- **OBJECTIVE A**
In the article below about Wendy Williams, how many daily viewers does her program attract on average?
- **OBJECTIVE B**
Rewrite the part of the Wendy Williams article that begins at the words "This is what" and stops after "a different format.)", with "monologue" replaced by "segment".

Wendy Williams is sitting alone onstage, like a doll in an oversize chair. Her spindly heels dangle several inches above the floor as she tells a story about Kim Kardashian and her husband, Kanye West. A few weeks ago, Kardashian's half-sister got into a Twitter feud with a model named Amber Rose, who once dated West. The rapper tried to intervene. "So now Kanye is all up in grown women's business," Williams tells her 50-person live audience, who explode in applause whenever she pauses. "We hate when our men get involved with our girl fights!"

This is what Williams calls Hot Topics, a 21-minute monologue about celebrity gossip that's delivered without a script and almost no notes. It's the cold opening to "The Wendy Williams Show," her syndicated talk show, which has aired since 2008. Williams's audience has risen sharply in the past year, and the program attracts 2.4 million daily viewers on average, according to Nielsen. Among women ages 25 to 54, the most coveted demographic by daytime advertisers, hers is the only talk show to have achieved year-over-year national growth, and Williams now trades off daily with Ellen DeGeneres as the No. 1 female host. (Dr. Phil beats them both, albeit with a different format.)

- **EXTRACTED MATERIAL**
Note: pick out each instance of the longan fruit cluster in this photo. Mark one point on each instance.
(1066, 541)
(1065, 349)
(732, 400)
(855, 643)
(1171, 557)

--

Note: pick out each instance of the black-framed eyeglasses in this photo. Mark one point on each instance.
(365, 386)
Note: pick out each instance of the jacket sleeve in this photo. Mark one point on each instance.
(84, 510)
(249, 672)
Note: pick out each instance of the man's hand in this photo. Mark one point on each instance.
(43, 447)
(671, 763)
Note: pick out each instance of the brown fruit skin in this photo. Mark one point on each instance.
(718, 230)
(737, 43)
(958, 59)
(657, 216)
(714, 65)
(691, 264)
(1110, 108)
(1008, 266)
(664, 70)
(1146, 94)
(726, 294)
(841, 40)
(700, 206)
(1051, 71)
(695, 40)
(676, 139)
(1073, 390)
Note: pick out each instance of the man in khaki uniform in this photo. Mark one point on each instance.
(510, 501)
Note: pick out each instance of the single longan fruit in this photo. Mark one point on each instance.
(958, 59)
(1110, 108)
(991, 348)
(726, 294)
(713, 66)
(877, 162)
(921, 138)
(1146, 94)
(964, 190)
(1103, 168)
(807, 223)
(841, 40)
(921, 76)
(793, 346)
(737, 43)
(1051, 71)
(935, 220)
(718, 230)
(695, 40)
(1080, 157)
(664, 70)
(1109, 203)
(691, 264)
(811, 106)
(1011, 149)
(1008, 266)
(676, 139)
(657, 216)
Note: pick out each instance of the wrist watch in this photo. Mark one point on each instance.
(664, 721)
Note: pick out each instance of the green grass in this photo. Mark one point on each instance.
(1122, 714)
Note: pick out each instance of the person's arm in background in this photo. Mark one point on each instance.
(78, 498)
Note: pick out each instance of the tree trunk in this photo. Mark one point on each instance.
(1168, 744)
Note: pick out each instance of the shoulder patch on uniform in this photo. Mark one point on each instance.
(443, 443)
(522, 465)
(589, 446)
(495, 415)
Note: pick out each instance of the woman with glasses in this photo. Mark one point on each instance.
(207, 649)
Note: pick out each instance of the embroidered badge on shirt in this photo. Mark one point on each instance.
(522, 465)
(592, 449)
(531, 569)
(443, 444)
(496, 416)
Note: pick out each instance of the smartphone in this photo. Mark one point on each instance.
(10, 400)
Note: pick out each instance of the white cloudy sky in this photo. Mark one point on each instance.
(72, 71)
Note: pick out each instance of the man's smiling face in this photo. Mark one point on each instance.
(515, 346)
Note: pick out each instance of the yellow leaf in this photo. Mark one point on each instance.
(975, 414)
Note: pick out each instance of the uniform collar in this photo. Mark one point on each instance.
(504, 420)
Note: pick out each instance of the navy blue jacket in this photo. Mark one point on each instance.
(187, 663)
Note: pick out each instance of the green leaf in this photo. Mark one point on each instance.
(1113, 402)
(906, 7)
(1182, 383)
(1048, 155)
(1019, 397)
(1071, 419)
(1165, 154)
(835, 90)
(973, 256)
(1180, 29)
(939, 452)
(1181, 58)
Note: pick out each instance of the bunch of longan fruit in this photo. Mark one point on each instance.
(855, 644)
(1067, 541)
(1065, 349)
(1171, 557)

- **FINAL RESULT A**
2.4 million, according to Nielsen.

- **FINAL RESULT B**
This is what Williams calls Hot Topics, a 21-minute segment about celebrity gossip that's delivered without a script and almost no notes. It's the cold opening to "The Wendy Williams Show," her syndicated talk show, which has aired since 2008. Williams's audience has risen sharply in the past year, and the program attracts 2.4 million daily viewers on average, according to Nielsen. Among women ages 25 to 54, the most coveted demographic by daytime advertisers, hers is the only talk show to have achieved year-over-year national growth, and Williams now trades off daily with Ellen DeGeneres as the No. 1 female host. (Dr. Phil beats them both, albeit with a different format.)